## START

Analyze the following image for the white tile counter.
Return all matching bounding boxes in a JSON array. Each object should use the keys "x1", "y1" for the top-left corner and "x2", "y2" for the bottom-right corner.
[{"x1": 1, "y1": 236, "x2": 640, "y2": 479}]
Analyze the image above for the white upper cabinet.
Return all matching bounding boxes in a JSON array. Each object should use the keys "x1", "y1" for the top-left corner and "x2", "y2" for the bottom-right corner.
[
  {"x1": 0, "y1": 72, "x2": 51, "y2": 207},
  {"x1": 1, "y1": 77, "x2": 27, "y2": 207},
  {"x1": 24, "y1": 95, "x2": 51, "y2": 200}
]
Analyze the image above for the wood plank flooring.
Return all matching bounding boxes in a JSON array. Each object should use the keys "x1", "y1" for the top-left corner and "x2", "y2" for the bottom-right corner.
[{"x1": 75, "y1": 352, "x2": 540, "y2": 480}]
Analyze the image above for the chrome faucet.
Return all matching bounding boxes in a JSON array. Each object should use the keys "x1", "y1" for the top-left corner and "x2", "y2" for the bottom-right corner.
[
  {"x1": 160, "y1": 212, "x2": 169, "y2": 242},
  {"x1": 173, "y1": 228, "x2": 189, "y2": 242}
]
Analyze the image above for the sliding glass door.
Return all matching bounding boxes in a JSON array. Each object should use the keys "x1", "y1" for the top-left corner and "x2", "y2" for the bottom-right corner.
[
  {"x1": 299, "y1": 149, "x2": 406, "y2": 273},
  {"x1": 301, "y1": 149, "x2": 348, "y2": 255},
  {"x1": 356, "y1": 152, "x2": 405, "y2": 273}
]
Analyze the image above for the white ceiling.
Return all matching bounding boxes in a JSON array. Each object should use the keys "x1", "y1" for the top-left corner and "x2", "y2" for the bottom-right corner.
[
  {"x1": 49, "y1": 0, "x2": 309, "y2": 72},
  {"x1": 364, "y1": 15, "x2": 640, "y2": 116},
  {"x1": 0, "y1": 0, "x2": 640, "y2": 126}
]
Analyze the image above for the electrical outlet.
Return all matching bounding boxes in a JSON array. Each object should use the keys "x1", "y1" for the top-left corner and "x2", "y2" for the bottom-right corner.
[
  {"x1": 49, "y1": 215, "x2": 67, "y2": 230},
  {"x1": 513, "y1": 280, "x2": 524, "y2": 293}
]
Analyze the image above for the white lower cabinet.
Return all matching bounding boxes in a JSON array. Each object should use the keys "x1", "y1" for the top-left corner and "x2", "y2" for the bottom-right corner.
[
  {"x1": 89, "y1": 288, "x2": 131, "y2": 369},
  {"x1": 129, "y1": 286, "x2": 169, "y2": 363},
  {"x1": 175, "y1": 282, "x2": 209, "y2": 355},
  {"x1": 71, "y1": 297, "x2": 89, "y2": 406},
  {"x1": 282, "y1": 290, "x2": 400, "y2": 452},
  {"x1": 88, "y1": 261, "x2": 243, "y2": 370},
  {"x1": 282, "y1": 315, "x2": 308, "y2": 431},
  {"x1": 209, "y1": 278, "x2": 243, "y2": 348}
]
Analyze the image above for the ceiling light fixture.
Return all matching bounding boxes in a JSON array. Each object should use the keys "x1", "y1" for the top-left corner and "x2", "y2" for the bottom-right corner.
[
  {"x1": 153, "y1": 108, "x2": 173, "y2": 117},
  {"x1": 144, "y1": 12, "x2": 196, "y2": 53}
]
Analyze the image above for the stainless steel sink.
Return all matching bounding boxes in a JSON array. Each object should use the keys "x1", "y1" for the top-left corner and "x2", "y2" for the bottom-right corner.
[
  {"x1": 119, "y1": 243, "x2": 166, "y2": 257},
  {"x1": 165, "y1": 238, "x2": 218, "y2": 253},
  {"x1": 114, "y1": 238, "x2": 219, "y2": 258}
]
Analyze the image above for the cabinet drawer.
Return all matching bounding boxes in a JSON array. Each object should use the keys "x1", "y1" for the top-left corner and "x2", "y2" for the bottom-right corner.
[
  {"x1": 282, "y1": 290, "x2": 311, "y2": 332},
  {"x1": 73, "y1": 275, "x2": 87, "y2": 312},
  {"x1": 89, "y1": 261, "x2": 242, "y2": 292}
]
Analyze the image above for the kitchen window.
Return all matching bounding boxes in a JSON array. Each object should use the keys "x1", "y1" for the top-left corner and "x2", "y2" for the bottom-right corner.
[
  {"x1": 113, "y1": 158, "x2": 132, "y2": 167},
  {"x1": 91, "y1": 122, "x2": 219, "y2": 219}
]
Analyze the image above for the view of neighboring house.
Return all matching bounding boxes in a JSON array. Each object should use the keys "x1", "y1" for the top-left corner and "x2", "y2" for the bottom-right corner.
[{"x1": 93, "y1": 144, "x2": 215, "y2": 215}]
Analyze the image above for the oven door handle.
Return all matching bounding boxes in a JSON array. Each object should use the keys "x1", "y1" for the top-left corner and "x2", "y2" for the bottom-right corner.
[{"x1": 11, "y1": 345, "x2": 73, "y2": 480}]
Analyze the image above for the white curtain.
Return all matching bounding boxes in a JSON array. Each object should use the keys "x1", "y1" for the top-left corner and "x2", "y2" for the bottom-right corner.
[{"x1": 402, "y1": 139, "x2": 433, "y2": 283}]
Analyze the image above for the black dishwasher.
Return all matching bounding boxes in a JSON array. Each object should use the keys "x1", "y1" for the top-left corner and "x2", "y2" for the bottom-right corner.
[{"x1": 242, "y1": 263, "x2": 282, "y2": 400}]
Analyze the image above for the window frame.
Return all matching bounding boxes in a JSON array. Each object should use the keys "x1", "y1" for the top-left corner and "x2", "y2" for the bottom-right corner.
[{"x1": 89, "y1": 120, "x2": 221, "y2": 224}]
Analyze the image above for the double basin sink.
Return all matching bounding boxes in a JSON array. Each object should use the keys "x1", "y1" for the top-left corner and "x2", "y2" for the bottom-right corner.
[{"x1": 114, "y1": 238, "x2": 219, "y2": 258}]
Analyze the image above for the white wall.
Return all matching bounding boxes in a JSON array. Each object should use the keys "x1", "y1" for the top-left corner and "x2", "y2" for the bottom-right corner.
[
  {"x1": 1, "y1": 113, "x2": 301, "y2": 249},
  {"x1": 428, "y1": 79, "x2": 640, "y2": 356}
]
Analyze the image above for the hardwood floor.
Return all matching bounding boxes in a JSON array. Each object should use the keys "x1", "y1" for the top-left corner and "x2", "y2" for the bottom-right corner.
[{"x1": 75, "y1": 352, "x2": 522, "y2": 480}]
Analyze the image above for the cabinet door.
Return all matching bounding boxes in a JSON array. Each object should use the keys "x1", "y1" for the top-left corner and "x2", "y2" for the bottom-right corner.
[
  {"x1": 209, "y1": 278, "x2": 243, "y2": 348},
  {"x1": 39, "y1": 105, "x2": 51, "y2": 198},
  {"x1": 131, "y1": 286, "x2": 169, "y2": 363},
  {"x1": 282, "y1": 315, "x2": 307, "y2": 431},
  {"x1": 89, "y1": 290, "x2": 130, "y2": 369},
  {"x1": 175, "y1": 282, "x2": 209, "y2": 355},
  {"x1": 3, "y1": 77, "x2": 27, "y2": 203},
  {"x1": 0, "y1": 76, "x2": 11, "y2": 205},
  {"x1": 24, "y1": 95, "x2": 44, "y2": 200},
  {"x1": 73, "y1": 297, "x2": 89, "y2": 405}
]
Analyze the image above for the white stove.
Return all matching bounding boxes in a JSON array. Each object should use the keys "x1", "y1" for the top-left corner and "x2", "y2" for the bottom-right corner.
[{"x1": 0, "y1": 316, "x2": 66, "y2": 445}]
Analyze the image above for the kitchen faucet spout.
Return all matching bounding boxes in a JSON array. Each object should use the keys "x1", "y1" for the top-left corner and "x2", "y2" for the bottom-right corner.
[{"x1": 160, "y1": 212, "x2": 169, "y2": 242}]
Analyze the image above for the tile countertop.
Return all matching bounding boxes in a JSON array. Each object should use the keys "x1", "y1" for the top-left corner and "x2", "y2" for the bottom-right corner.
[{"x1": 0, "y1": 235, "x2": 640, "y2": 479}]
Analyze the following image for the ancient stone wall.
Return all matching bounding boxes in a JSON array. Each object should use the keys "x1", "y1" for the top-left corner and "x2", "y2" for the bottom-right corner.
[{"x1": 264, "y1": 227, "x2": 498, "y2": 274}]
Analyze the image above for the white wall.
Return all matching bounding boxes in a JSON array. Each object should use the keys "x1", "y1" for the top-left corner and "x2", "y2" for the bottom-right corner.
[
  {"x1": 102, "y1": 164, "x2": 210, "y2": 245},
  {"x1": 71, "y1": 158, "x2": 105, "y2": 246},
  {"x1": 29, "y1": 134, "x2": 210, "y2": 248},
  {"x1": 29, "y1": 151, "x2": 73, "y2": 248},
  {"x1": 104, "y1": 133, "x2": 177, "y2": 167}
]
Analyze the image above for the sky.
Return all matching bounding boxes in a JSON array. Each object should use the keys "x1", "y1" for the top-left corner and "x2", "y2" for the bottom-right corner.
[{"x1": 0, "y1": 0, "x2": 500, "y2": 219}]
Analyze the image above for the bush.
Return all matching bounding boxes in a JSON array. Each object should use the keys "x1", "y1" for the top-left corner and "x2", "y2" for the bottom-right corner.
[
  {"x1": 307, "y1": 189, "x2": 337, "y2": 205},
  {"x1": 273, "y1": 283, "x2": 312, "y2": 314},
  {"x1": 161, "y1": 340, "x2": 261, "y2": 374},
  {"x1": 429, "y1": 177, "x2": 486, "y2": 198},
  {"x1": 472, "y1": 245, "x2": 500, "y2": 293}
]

## END

### Work instructions
Copy out, without changes, the stretch of the entries above from the line "Analyze the image above for the bush." through the last line of the entries.

### Output of the exercise
Analyze the image above for the bush.
Return all matching bounding boxes in a JSON array. Each object should use the keys "x1", "y1" for the top-left corner and "x2", "y2" for the bottom-right corner.
[
  {"x1": 307, "y1": 189, "x2": 337, "y2": 205},
  {"x1": 273, "y1": 283, "x2": 312, "y2": 314},
  {"x1": 161, "y1": 340, "x2": 261, "y2": 374},
  {"x1": 429, "y1": 177, "x2": 486, "y2": 198},
  {"x1": 472, "y1": 245, "x2": 500, "y2": 293}
]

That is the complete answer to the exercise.